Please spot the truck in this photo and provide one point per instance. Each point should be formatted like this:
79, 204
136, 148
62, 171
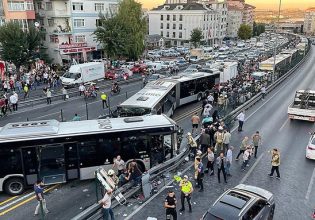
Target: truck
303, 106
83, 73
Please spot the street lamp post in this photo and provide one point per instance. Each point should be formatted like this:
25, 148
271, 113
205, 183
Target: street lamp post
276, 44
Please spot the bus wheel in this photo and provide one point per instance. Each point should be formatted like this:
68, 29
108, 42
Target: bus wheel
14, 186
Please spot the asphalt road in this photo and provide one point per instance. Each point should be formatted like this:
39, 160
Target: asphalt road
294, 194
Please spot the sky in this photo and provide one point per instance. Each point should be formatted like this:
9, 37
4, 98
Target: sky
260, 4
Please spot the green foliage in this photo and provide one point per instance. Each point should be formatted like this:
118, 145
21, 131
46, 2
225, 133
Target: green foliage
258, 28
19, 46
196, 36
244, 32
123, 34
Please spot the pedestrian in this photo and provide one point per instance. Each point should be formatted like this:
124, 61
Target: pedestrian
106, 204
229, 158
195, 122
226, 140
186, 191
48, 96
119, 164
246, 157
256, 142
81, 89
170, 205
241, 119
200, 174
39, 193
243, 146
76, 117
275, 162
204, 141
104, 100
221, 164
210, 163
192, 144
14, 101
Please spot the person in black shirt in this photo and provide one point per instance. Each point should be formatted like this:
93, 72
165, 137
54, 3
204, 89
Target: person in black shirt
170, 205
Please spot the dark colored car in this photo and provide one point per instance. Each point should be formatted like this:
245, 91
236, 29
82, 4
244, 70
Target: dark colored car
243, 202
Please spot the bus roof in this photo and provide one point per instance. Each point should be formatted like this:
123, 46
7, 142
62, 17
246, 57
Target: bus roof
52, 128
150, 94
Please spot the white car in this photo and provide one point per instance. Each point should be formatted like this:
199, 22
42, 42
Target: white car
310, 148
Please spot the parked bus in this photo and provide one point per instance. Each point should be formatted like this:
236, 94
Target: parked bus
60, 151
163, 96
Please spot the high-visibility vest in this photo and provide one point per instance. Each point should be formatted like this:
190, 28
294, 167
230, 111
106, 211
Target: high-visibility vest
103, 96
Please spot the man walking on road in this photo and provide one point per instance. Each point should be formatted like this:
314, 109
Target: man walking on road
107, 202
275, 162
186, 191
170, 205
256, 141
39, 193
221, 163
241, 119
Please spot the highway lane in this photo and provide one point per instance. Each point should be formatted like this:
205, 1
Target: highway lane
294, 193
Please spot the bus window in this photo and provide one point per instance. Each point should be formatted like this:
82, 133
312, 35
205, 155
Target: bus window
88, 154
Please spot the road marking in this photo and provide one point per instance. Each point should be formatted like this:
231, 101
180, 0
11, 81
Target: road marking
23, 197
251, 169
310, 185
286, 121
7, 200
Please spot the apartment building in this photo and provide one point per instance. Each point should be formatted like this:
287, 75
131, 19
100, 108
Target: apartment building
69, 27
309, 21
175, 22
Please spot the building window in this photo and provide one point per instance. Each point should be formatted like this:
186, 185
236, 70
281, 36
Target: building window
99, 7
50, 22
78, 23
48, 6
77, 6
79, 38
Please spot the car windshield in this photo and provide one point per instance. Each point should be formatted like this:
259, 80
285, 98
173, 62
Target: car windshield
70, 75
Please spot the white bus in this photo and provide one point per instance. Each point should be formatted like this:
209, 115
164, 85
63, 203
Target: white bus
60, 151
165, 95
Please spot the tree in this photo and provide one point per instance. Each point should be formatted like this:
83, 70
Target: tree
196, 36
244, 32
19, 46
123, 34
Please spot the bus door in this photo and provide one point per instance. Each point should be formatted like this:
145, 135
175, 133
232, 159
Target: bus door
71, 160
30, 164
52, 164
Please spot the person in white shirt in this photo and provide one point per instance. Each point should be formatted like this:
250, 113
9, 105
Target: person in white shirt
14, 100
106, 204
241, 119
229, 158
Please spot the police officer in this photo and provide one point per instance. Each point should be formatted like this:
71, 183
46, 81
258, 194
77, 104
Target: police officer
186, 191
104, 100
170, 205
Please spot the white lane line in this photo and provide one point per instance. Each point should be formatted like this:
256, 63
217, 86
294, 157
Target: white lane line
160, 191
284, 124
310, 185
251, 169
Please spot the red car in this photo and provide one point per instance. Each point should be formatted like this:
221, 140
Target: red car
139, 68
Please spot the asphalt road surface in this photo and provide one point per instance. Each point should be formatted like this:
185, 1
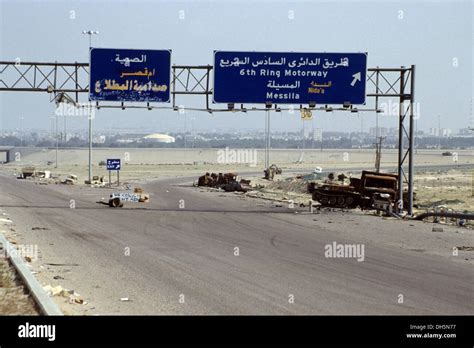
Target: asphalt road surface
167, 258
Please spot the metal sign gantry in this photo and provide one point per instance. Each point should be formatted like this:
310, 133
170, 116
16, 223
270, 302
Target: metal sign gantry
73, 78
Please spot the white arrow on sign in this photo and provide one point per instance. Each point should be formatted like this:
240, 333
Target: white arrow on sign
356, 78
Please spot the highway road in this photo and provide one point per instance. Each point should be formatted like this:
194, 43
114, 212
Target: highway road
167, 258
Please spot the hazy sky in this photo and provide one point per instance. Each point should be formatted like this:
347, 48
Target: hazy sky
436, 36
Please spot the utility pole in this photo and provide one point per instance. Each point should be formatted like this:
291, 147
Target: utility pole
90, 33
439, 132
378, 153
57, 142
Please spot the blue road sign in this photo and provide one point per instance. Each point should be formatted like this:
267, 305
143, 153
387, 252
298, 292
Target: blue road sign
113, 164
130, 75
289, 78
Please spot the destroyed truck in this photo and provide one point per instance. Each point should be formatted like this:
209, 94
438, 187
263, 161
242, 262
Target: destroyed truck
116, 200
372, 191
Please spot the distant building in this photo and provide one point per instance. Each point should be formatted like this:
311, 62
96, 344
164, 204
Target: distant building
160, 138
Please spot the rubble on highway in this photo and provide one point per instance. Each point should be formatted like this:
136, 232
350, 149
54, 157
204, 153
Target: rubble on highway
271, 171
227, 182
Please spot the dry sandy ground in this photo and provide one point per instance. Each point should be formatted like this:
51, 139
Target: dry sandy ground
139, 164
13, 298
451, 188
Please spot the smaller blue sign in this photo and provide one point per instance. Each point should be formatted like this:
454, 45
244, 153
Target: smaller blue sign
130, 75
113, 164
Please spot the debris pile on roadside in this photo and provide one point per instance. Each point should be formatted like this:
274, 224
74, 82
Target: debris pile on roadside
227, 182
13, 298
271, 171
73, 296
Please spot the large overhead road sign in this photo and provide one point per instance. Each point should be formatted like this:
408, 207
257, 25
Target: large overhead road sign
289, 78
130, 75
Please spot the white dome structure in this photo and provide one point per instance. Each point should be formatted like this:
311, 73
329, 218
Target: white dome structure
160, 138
--------------------
§ **Problem to solve**
Rewrite the items from the line with "Please spot the debris" through the last item, requests included. Add 138 to every number in the answer coordinates, and leave the requests and their format samples as they are.

§ **Answer to the exercise**
Please spot the debris pile on roadside in this photo and provide one point per instance. Each point should be formatted like this:
274, 224
74, 82
Target: debris pile on roadside
365, 320
151, 436
409, 309
211, 434
Please spot the large overhead road sign in this photo and provide one point per instance. Each point should be formatted like this:
408, 207
257, 25
Target: large overhead road sign
427, 216
268, 213
Please spot the white dome structure in this photo and provide one point per instance. Each point should be formatted like this:
311, 73
329, 218
Target: white dome structure
298, 276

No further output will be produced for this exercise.